EXTRACTED TEXT:
····················

How to Change the Color of a Vinyl Car Top
Back in the day, vinyl car tops were all the rage. The tops lent an upscale look and were offered as an option on most cars, and in many cases pickup trucks as well. When most auto manufacturers stopped offering convertibles in the 1970’s, vinyl roofs were often styled to provide the appearance of a convertible. Automotive fashion tastes changed as the years went by seeing a new car sporting a vinyl top was a rarity. However, there are still vehicles on the road with vinyl roofs. Most are classics; however, some are newer vehicles that have had vinyl tops installed by vehicle customizers. On occasion we receive inquiries from vinyl top aficionados asking, “Can I change the color of my vinyl top?” Our answer is an emphatic “Yes, you can change the color of a vinyl car top with ColorBond LVP!”
ColorBond LVP is a paint specially designed for use on leather, vinyl, and plastic. It looks fantastic and with proper surface preparation will not crack, flake, or peel. Check out these projects where ColorBond LVP was used to change the color of vinyl car tops.
Lincoln Town Car
Gary did a great job refinishing the vinyl top of a 2007 Lincoln Town Car. The top was cracked and discolored from years of exposure to the Florida sun. Replacement was considered, however, at a quoted cost of $500-$800 Gary decided ColorBond LVP was a far more simple and economical option.
Before painting, the top was carefully prepared, as proper surface preparation is the key to a great paint job. First, the cracks were repaired with light coats of vinyl filler and sanded. Gary then went on to mask the body and trim, which he reports took about 5 hours. Though that may seem like a long time, it’s easier than cleaning off overspray. After scrubbing the top with ColorBond Prep Cleaner he applied a few coats of ColorBond LVP, and then followed up with a top coat of ColorBond Dash Clear Protectant, which protects ColorBond LVP from the sun’s UV rays.

····················

YOUR TASK: Replace "discolored" with "faded" in the vinyl car top article, giving the passage starting with "ColorBond LVP is" and going on through "and economical option.".

DATA SUPPLIED:
····················

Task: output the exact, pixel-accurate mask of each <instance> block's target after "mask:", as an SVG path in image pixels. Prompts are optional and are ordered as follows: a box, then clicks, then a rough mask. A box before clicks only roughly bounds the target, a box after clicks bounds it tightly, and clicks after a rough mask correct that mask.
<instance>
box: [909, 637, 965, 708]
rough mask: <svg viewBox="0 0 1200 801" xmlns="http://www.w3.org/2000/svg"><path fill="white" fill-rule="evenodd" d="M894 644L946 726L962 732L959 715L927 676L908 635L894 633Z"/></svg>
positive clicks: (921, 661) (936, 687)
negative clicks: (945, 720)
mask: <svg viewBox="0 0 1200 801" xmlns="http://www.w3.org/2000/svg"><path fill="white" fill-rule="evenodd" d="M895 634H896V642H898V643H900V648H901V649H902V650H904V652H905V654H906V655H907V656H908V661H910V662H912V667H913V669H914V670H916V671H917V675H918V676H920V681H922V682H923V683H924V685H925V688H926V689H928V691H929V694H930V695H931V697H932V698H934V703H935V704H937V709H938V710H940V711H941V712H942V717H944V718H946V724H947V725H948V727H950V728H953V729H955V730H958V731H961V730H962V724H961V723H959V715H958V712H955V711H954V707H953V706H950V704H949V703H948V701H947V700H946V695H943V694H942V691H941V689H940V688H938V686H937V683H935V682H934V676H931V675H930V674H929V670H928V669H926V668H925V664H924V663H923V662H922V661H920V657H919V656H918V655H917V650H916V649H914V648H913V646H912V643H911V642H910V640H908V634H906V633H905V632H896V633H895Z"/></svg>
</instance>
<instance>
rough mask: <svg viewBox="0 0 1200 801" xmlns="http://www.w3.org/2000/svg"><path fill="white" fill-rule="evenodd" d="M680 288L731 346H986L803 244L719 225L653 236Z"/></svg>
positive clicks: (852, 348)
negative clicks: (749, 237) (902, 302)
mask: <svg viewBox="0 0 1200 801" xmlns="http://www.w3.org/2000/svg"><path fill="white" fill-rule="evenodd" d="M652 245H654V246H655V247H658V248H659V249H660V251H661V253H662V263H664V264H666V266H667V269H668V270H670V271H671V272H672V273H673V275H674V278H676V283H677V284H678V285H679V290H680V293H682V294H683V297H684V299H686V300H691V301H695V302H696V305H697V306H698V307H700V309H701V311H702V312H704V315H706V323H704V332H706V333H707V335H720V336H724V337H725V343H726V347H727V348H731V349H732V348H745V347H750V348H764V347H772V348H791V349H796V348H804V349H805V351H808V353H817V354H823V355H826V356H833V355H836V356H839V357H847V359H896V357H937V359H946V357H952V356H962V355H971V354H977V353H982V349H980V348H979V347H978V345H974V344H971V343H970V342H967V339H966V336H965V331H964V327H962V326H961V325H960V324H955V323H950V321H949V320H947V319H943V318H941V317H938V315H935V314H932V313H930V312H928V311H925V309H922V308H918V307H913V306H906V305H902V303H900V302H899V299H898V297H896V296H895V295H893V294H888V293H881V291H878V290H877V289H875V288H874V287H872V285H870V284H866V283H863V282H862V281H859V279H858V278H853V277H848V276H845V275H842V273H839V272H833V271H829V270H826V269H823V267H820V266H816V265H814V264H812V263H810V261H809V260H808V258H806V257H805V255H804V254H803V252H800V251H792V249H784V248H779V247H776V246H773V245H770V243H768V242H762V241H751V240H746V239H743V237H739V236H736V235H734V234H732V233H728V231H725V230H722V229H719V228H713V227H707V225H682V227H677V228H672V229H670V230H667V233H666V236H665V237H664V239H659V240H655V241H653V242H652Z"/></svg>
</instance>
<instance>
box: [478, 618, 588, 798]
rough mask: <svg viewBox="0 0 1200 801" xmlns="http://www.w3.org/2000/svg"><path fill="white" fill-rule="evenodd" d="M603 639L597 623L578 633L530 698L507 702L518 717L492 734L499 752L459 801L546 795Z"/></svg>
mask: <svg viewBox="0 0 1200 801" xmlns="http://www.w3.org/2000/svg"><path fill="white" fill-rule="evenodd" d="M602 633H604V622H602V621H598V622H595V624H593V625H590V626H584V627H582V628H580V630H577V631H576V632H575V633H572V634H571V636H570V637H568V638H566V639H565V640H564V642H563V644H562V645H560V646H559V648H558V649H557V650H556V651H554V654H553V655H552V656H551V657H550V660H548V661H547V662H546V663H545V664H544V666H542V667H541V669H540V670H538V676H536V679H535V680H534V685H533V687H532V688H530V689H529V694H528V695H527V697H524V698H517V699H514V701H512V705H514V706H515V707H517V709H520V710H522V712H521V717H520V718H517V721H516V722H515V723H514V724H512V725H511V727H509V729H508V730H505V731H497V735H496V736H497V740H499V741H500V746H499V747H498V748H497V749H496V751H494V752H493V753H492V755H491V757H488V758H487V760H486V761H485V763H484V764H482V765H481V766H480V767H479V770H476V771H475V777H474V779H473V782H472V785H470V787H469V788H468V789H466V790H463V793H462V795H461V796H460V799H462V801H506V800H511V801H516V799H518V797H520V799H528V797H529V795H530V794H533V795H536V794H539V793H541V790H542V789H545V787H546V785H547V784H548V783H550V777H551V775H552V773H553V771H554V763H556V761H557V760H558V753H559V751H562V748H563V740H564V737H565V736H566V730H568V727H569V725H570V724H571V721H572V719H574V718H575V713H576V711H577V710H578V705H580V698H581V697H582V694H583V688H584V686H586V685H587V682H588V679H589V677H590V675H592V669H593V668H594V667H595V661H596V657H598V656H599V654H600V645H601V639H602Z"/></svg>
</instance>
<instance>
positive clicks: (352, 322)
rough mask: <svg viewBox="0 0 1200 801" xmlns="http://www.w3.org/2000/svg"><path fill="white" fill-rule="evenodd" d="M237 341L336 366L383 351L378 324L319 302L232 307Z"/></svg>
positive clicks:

····················

EXPECTED ANSWER:
ColorBond LVP is a paint specially designed for use on leather, vinyl, and plastic. It looks fantastic and with proper surface preparation will not crack, flake, or peel. Check out these projects where ColorBond LVP was used to change the color of vinyl car tops.
Lincoln Town Car
Gary did a great job refinishing the vinyl top of a 2007 Lincoln Town Car. The top was cracked and faded from years of exposure to the Florida sun. Replacement was considered, however, at a quoted cost of $500-$800 Gary decided ColorBond LVP was a far more simple and economical option.